Texte extrait
......

2. Le deuxième mot qu’ils indiquaient me paraît le plus séduisant. Litus en latin c’est le rivage. C’est la laisse de mer pleine d’épaves, de coquillages, d’os de seiche, d’étoiles de mer, de traces, de fragments, de restes, de noyés, de débris, de proues éventrées et de poupes rompues, de trésors. Mais ce renvoi n’est qu’un calembour. Litoralis, le littoral, ne tient pas devant litteralis, le littéral. Phonologiquement c’est impossible. Reste l’image qu’on ne peut empêcher. Litorarius est aux berges et aux arbres des rives ce que litterarius est aux lettres et aux silhouettes qui se délinéaient sur la paroi de calcite ou sur blancheur de la page.
Cette fois, Quignard se fait esthète. C’est sans doute pourquoi il pouvait se moquer de Platon. Nous en avons désormais l’habitude : il rejette pour mieux conserver, mais conserver sans perte (oserait-on dire que c’est là le paradigme même de la bourgeoisie ? Peu importe.) D’ailleurs, ce qu’il récolte, c’est la modernité même, c’est le je ne sais quoi dont procède la littérature moderne, celle qui, depuis les épiphanies joyciennes, fait du n’importe quoi qu’elle récolte (jusqu’aux sentiments éprouvés par Madame Duras) l’occasion conjuguée d’une extase et d’une conscience suraiguë de son importance. Les fragments, les restes, c’est toute notre esthétique littéraire ; d’ailleurs, l’énumération de Quignard s’achève par trésors. Tout est dit. Ensuite, grand prince, il tient à distance son trésor (comme on néglige ce qu’on possède pour n’exciter pas l’envie par trop), et on fait un tour du propriétaire : la littérature comme paysage, sur quoi se délinéent les lettres et les silhouettes. Après l’oubli souverain, l’usage esthète du mot délinéer permet de jouer encore à gagnant-gagnant, en montrant qu’on n’a qu’une vague ligne, qu’une ébauche, expression du génie négateur de Rome, en même temps qu’on révoque cette possibilité, qui n’aura été attestée que chez Beckett, mais tout de même pas chez Racine, chez Molière ou chez Balzac (à moins que ?…)

......

(Entrées d'étiquetage des contours)
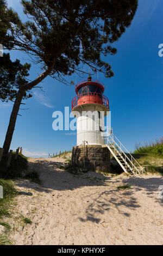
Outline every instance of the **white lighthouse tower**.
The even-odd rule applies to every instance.
[[[109,101],[103,95],[104,85],[98,80],[87,80],[76,86],[77,96],[72,101],[72,113],[77,118],[77,145],[104,145],[104,117],[109,111]],[[84,142],[85,143],[85,142]]]

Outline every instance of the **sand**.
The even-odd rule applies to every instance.
[[[20,191],[10,239],[15,245],[162,245],[163,177],[74,175],[62,159],[30,159],[42,185],[16,181]],[[131,188],[117,186],[129,184]],[[29,218],[22,224],[20,216]]]

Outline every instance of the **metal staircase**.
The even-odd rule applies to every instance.
[[[144,172],[143,168],[139,164],[121,142],[113,134],[106,137],[107,147],[113,156],[126,173],[133,173],[139,175]]]

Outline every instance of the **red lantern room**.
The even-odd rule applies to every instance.
[[[72,101],[72,110],[74,111],[83,104],[100,104],[109,108],[109,100],[103,94],[104,85],[99,80],[92,80],[89,76],[87,80],[79,82],[76,86],[77,96]]]

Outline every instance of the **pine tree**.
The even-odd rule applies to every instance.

......

Tâches et exercices
1 – Selon le texte extrait, par quel mot s'achève l'énumération de Quignard ?
2 – Recopiez fidèlement le passage du texte extrait compris entre « 2. Le deuxième » et « de la page. », ces deux bornes incluses.

Résultats obtenus
1 – Elle s'achève par le mot « trésors ».

2 –
2. Le deuxième mot qu’ils indiquaient me paraît le plus séduisant. Litus en latin c’est le rivage. C’est la laisse de mer pleine d’épaves, de coquillages, d’os de seiche, d’étoiles de mer, de traces, de fragments, de restes, de noyés, de débris, de proues éventrées et de poupes rompues, de trésors. Mais ce renvoi n’est qu’un calembour. Litoralis, le littoral, ne tient pas devant litteralis, le littéral. Phonologiquement c’est impossible. Reste l’image qu’on ne peut empêcher. Litorarius est aux berges et aux arbres des rives ce que litterarius est aux lettres et aux silhouettes qui se délinéaient sur la paroi de calcite ou sur blancheur de la page.